**THE DATA**
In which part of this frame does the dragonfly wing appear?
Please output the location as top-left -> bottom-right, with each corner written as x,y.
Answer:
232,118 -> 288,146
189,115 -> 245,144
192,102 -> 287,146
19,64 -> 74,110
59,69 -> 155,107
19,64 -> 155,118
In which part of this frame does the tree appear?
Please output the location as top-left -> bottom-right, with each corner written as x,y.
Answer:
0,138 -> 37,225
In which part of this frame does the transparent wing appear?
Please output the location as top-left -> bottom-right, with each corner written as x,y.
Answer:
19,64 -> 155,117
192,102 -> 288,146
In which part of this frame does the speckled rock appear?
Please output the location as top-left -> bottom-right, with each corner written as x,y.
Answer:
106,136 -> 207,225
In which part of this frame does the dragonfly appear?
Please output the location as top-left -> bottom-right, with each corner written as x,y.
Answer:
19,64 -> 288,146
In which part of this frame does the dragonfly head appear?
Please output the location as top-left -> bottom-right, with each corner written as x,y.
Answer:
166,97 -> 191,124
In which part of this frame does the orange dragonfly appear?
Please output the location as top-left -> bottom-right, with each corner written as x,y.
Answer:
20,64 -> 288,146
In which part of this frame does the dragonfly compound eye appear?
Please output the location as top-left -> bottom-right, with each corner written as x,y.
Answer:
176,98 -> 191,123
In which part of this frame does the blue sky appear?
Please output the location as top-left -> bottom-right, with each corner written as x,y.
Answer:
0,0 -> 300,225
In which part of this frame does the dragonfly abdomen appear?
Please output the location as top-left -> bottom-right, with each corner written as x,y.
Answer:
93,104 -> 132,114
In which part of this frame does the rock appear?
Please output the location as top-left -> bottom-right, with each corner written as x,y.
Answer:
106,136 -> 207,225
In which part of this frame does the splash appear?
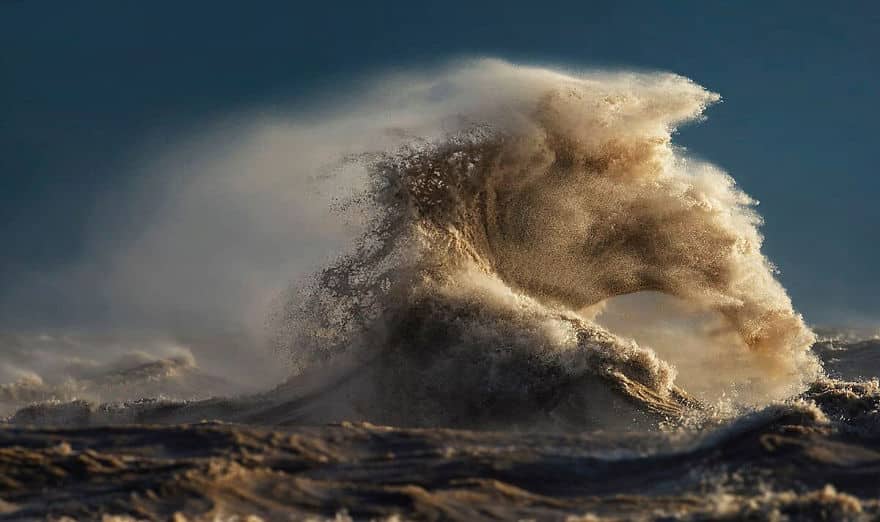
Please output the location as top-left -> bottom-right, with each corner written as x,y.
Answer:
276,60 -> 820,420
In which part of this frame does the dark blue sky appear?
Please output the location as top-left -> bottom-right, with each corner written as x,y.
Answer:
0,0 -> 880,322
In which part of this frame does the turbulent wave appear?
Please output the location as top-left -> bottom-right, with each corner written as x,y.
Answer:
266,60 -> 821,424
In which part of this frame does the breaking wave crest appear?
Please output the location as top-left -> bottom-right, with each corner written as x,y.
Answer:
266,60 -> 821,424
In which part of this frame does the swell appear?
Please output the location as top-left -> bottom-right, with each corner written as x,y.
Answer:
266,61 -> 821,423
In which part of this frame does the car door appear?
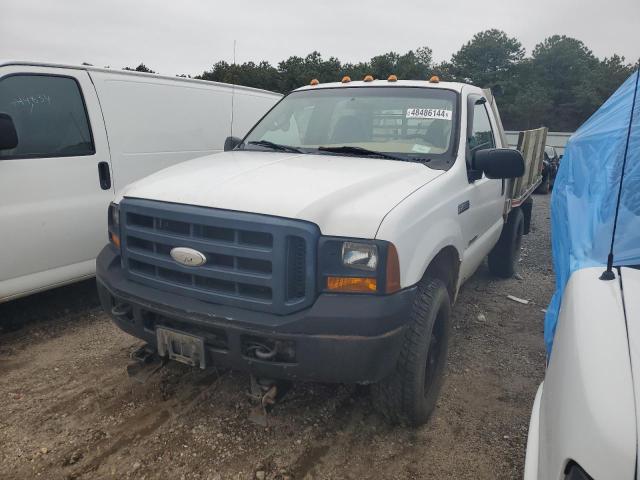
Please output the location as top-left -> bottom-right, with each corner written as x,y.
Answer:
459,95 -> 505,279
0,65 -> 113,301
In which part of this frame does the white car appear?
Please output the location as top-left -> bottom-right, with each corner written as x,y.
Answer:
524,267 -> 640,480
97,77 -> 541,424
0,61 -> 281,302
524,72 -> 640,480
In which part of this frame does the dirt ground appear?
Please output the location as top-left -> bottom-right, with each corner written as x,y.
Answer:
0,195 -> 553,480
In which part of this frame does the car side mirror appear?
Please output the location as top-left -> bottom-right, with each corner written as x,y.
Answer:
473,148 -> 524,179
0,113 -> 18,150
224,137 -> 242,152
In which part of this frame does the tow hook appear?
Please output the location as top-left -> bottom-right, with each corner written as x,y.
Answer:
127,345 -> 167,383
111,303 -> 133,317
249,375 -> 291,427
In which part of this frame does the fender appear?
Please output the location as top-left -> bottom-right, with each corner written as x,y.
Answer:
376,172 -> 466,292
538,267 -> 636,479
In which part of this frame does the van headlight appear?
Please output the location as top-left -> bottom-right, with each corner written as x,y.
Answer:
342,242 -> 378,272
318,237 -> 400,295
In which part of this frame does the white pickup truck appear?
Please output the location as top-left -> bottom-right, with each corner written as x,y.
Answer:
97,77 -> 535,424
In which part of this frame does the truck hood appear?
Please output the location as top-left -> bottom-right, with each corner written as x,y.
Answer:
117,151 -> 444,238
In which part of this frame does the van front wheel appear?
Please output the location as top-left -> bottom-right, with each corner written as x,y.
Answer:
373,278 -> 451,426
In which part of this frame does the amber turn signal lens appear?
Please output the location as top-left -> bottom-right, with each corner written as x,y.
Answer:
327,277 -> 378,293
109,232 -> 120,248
---
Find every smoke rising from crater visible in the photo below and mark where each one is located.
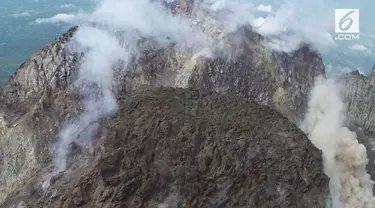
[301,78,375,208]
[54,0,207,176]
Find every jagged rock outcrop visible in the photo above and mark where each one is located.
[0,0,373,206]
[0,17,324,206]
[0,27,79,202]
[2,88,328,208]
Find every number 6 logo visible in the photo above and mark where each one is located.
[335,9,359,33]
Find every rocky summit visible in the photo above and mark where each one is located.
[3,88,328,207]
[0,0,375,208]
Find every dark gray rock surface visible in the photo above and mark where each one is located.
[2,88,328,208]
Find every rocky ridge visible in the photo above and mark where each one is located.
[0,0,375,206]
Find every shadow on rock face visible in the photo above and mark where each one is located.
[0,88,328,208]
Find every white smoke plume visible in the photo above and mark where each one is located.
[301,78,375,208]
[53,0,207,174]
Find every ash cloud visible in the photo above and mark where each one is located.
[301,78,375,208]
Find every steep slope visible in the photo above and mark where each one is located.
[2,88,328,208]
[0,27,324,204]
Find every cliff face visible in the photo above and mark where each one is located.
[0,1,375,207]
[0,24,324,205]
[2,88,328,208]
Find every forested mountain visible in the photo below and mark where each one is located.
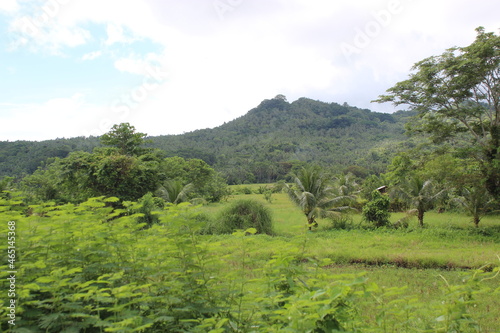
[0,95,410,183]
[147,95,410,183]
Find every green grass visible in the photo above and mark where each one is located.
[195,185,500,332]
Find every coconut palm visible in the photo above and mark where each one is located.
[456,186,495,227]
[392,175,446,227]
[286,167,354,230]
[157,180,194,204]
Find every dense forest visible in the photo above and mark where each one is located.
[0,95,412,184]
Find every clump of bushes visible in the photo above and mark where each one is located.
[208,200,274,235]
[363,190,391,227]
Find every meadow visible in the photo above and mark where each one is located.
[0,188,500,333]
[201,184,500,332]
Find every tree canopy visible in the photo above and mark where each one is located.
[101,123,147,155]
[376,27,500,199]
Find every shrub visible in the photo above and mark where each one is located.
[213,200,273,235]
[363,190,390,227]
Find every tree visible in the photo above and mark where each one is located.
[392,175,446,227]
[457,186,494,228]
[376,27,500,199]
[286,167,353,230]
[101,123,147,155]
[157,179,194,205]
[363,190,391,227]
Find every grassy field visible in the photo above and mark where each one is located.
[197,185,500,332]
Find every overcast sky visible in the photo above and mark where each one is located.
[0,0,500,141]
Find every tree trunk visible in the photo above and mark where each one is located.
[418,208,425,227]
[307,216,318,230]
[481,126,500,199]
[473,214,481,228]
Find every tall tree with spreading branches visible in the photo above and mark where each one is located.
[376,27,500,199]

**WHAT YOU HAVE TO DO**
Return unchanged the lines above, from the line with "In which part of this frame does the dragonfly appear?" up to and including the line with "19,64 -> 288,146".

**FINISHED TASK**
In which part of this frame does the dragonfly appear?
Please output the location as top-left -> bottom-right, with each corner written as x,y.
Answer:
19,64 -> 288,146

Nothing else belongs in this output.